**What is expected:** Turn the items below into a numbered list, one line per number. Skip blank lines and leave out the pictures.
----
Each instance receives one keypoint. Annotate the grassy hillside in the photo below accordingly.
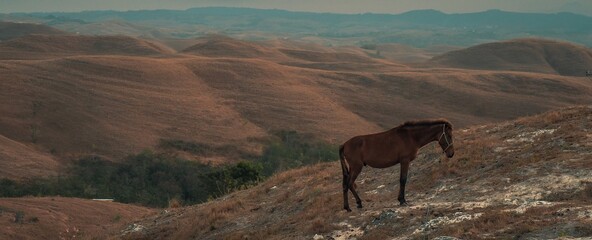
(419, 28)
(527, 178)
(529, 55)
(10, 30)
(64, 105)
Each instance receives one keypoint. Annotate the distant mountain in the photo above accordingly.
(418, 28)
(80, 44)
(531, 55)
(9, 30)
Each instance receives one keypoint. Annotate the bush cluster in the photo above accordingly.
(155, 180)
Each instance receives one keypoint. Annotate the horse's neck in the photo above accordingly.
(425, 135)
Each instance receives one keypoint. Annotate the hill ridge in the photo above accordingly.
(525, 177)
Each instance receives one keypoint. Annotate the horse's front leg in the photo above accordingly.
(403, 181)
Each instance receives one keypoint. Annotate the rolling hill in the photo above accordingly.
(81, 45)
(64, 103)
(420, 28)
(527, 178)
(527, 55)
(10, 30)
(65, 218)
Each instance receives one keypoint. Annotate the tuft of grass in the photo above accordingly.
(117, 218)
(175, 203)
(33, 220)
(19, 217)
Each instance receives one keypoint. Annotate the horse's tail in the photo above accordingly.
(344, 165)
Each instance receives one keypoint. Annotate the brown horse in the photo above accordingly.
(385, 149)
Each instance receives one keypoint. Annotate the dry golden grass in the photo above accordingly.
(114, 105)
(66, 218)
(529, 55)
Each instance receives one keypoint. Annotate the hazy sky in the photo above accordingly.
(341, 6)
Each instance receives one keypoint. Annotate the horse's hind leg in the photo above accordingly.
(345, 189)
(354, 172)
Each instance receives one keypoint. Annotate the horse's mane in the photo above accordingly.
(427, 122)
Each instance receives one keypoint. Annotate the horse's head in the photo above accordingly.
(445, 140)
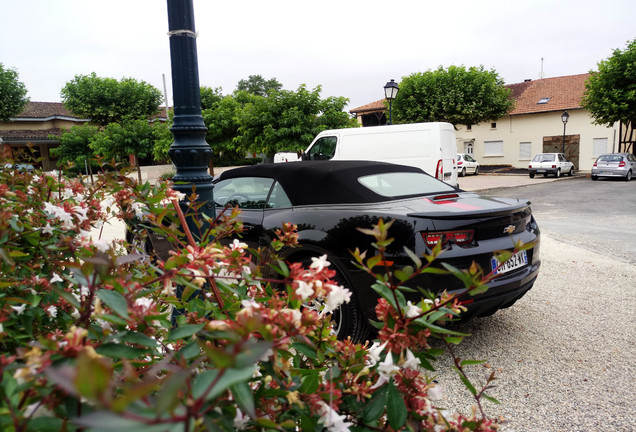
----
**Result of this exercise:**
1. Each instance receives one keypoint. Annotate the grassy hillside in the photo below accordingly.
2. (419, 28)
3. (527, 178)
4. (529, 55)
5. (10, 30)
6. (64, 105)
7. Each instance receives one keypoint. Annotate the distant mountain in the photo above accordingly.
8. (418, 28)
9. (80, 44)
10. (531, 55)
11. (9, 30)
12. Each instance receives one keypoint. Annotate the bush cluster in the photo above accordingly.
13. (155, 180)
14. Each instance receives one keypoint. Annotate the horse's neck in the photo above accordingly.
15. (425, 135)
16. Each instance receives one keypoint. Annotate the hill ridge in the photo above accordingly.
17. (525, 177)
18. Each instance receives one keypoint. Annotate the horse's front leg in the photo above accordingly.
19. (403, 181)
20. Each instance receives one keypoint. Annotate the rolling hill in the photo above accordingly.
21. (81, 45)
22. (64, 103)
23. (420, 28)
24. (527, 178)
25. (527, 55)
26. (10, 30)
27. (65, 218)
28. Each instance receives one keypoint. Annotate the tuft of grass in the photo above accordingly.
29. (117, 218)
30. (175, 203)
31. (33, 220)
32. (19, 217)
33. Each instance receives one keypoint. Annotate the horse's tail in the photo above accordingly.
34. (344, 165)
35. Each instance receives one keypoint. Annotate the brown horse in the photo above accordingly.
36. (385, 149)
37. Each instance receives one keypoint. Annotate the dry golden grass in the photo above accordingly.
38. (114, 105)
39. (66, 218)
40. (529, 55)
41. Each instance receives one keypoint. Annotate the hazy sky in the photo above accordingly.
42. (341, 6)
43. Each instance receives one keypoint. Annotate the horse's hind leg in the photo above accordingly.
44. (345, 189)
45. (354, 172)
46. Each instance receives one keypoint. Annotate the horse's mane in the photo above accordingly.
47. (427, 122)
48. Each instance receives one keypoint. Annotate the horse's head in the photo above accordingly.
49. (445, 140)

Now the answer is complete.